____ Records supplied
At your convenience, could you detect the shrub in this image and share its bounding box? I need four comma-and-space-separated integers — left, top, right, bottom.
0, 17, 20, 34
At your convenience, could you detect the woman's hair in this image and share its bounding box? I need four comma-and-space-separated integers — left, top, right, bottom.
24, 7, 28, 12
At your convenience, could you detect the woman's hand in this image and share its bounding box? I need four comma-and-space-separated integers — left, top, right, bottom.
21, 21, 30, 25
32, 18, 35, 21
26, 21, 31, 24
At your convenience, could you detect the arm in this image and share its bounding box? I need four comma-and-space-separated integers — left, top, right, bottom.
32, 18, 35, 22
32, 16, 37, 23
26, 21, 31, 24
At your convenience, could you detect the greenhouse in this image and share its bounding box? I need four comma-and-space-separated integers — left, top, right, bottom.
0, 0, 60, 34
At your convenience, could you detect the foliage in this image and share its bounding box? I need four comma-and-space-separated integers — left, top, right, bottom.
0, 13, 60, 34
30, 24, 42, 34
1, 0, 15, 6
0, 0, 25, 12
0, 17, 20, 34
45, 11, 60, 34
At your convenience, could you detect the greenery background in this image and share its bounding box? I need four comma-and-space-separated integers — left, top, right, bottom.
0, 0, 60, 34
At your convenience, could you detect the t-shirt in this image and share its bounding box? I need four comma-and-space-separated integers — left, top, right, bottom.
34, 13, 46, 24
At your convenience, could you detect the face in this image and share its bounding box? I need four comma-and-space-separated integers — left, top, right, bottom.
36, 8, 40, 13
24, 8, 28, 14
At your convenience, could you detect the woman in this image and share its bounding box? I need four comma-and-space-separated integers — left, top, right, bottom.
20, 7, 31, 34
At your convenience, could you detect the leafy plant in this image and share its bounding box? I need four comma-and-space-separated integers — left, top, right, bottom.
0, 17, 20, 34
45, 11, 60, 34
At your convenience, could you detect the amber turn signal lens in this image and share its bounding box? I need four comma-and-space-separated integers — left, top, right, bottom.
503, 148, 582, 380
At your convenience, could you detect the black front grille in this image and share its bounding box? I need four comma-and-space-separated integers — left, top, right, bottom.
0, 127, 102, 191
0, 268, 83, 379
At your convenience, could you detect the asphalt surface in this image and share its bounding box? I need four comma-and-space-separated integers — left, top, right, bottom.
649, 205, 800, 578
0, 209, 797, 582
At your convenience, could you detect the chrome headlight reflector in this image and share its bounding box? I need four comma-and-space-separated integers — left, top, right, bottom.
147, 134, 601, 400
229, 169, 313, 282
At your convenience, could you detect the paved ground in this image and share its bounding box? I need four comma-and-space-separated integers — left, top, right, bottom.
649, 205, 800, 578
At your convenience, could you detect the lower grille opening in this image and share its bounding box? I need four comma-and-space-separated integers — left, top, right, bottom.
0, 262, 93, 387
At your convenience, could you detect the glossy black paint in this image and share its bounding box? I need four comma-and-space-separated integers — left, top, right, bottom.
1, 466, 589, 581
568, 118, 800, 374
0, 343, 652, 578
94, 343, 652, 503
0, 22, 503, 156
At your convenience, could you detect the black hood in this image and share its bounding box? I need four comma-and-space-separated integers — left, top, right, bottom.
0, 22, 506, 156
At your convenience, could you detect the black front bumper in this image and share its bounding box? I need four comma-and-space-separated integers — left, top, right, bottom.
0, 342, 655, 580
________
What you need to do:
Return each line above exactly.

Output below:
At your convenience, could you detect the shrub in this image and share its bounding box? I need four comma-and-space-separated integers — left, top, right, bottom.
0, 17, 20, 34
At your convenience, could you detect the woman's hair in this image and share its bounding box? I need four comma-and-space-separated integers — left, top, right, bottom.
24, 7, 28, 12
At your convenience, could you detect the woman's hand in this image and share its bounding box? I need four comma-and-space-separated integers — left, top, right, bottom.
21, 21, 30, 25
32, 18, 35, 21
26, 21, 31, 24
At your convenience, could you detect the arm in this image and share its bounding box? I need four comma-and-space-separated integers — left, top, right, bottom.
32, 18, 35, 22
32, 16, 37, 23
26, 21, 31, 24
At your convenience, could you detect the greenhouse in this image and share its bounding box? I need four comma-and-space-separated integers — left, top, right, bottom.
0, 0, 60, 34
At your convenience, could you detect the foliage in this image and share its bounding box? I need four comma-and-space-separated integers — left, top, right, bottom.
0, 13, 60, 34
30, 24, 42, 34
1, 0, 15, 6
0, 0, 25, 12
0, 17, 20, 34
45, 11, 60, 34
At your convenience, could you detect the greenery background in this image and share its bounding box? I need four comma-and-space-separated integers — left, top, right, bottom.
0, 0, 60, 34
At your convenience, could you detect the t-shirt in this image and share its bounding box? I need four comma-and-space-separated integers — left, top, right, bottom.
34, 13, 46, 24
At your convenience, could you detect the face in this image and share its bounding box? I need four comma-and-space-separated integers — left, top, right, bottom.
36, 8, 40, 13
24, 8, 28, 14
At your convenience, could you detect the woman in this image and share its bounding box? I need four comma-and-space-separated integers — left, top, right, bottom.
20, 7, 31, 34
At your convenience, could you detect the leafy plant in this image and share its bounding box? I need four comma-and-space-separated integers — left, top, right, bottom.
0, 17, 20, 34
45, 11, 60, 34
At your convenience, could you detect the amber turn signal lens in this image and share its bounding box? I need four comma-and-space-separated integers — left, top, right, bottom.
503, 148, 582, 380
At your convenience, could you detect the black front grille in this image and share its bounding box? I need four comma-and-space-separated integers — left, top, right, bottom.
0, 127, 102, 191
0, 268, 83, 379
At your convenience, could you detect the asphalt surface in this image and share its bounding box? I need four comma-and-space-separated integers — left, top, right, bottom.
649, 205, 800, 578
0, 209, 797, 582
At your convenience, could you detect the chrome headlight reflector in this image and share its bounding box? I need four comma-and-space-separated integers — left, top, right, bottom.
147, 134, 601, 400
229, 169, 313, 282
At your convenience, could you detect the paved ground in this image and share its bounding box? I need four comma-and-space-separated integers — left, top, right, bottom.
649, 205, 800, 578
At your convenience, could you detect the lower grille opening in this image and share its bounding box? I need four comma-and-space-separated integers — left, top, right, bottom.
0, 262, 93, 387
At your convenience, could you detect the glossy black paint in this image and share its bounding box? I need four comma-and-space-separated integers — left, top, right, bottom.
1, 466, 589, 581
568, 118, 800, 374
0, 343, 652, 578
94, 343, 652, 503
0, 22, 503, 156
At your convenience, could you detect the black hood in this image and share its bounding box? I need four comma-and-space-separated integers — left, top, right, bottom.
0, 22, 506, 156
At your convenience, could you detect the black front bumper in this image and share its bounding box? I need four comma-and-space-separated integers — left, top, right, bottom.
0, 342, 655, 580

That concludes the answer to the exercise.